■ Action item A
According to the excerpt about Achiu, in what year was he inducted into the University of Dayton's Athletics Hall of Fame?
■ Action item B
From the excerpt about Achiu, extract verbatim everything from "Achiu remained involved" down to "their 1925 season.".
■ Action item C
List every year written out as a number in the excerpt about Achiu.

■ Excerpt provided
Achiu remained involved with his alma mater following his departure from the NFL. In 1947, he worked with his former coach Harry Baujan to organize a football game in Honolulu between the University of Dayton and the University of Hawaiʻi. Three years later, he returned to Dayton for a homecoming game in honor of the 25th anniversary of their 1925 season.

After retiring in Oregon, Achiu had health problems for the rest of his life. He died on March 21, 1989, at the age of 86. He is buried at Springfield Memorial Garden in Springfield, Oregon, next to his wife Susan who died ten years later.

==Personal life==
Achiu was married twice. His first marriage was to Fay, with whom he had a daughter, Elana, in 1941. His second marriage was to Susan (née McKinney).

Aside from his athletic career, Achiu was also a crooner, once considering giving up wrestling altogether to do so professionally. When the Detroit-based promoter Adam Weissmuller received word from Achiu that he was considering quitting wrestling, he reminded Achiu that it was "his chief forte". Achiu responded: "Perhaps you do not know, Adam, but I have been offered a job crooning over a Chinese programme on the Coast." The response ran in the University of Dayton's alumni newsletter, describing Achiu as "wrestling's first holdout and its first crooner".

==Legacy==
In 1974, Achiu was inducted into the University of Dayton's Athletics Hall of Fame with his childhood friend Augie Cabrinha. In 2023, "Sneeze Achiu" won an online poll for the "Greatest Name in Sports" out of 2,048 different entries, beating out names like "Amillion Buggs", "Scientific Mapp", and "Rowdy Beers".

■ Provided data
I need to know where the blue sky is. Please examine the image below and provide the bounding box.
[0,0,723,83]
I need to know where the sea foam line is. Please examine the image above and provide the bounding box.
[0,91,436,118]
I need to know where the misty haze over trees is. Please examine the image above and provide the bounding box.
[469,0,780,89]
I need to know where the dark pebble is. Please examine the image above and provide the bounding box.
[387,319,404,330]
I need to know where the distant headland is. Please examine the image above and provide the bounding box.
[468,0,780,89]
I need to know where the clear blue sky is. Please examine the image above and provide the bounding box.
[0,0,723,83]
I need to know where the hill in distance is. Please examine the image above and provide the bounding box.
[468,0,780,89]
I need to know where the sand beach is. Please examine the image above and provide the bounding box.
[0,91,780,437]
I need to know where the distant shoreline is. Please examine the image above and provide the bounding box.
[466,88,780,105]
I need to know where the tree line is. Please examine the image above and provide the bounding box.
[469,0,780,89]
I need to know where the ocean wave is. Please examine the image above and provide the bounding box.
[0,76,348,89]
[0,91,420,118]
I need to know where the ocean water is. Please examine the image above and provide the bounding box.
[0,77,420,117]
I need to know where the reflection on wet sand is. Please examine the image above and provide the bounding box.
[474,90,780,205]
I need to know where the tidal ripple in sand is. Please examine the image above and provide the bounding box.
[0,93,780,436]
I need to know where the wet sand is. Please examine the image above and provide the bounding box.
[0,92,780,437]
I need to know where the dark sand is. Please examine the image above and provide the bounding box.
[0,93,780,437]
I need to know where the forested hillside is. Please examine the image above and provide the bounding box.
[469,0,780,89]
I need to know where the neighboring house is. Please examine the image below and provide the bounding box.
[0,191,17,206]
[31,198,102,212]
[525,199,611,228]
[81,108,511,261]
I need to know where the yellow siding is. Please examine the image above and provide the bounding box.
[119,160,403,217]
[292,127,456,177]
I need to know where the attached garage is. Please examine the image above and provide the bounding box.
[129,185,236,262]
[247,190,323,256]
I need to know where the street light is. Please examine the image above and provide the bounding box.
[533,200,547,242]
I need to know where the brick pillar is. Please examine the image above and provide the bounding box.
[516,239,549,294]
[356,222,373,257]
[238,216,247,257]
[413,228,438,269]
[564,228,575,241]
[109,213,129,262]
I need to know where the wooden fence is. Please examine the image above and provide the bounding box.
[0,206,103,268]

■ Expected output A
1974

■ Expected output B
Achiu remained involved with his alma mater following his departure from the NFL. In 1947, he worked with his former coach Harry Baujan to organize a football game in Honolulu between the University of Dayton and the University of Hawaiʻi. Three years later, he returned to Dayton for a homecoming game in honor of the 25th anniversary of their 1925 season.

■ Expected output C
1947, 1925, 1989, 1941, 1974, 2023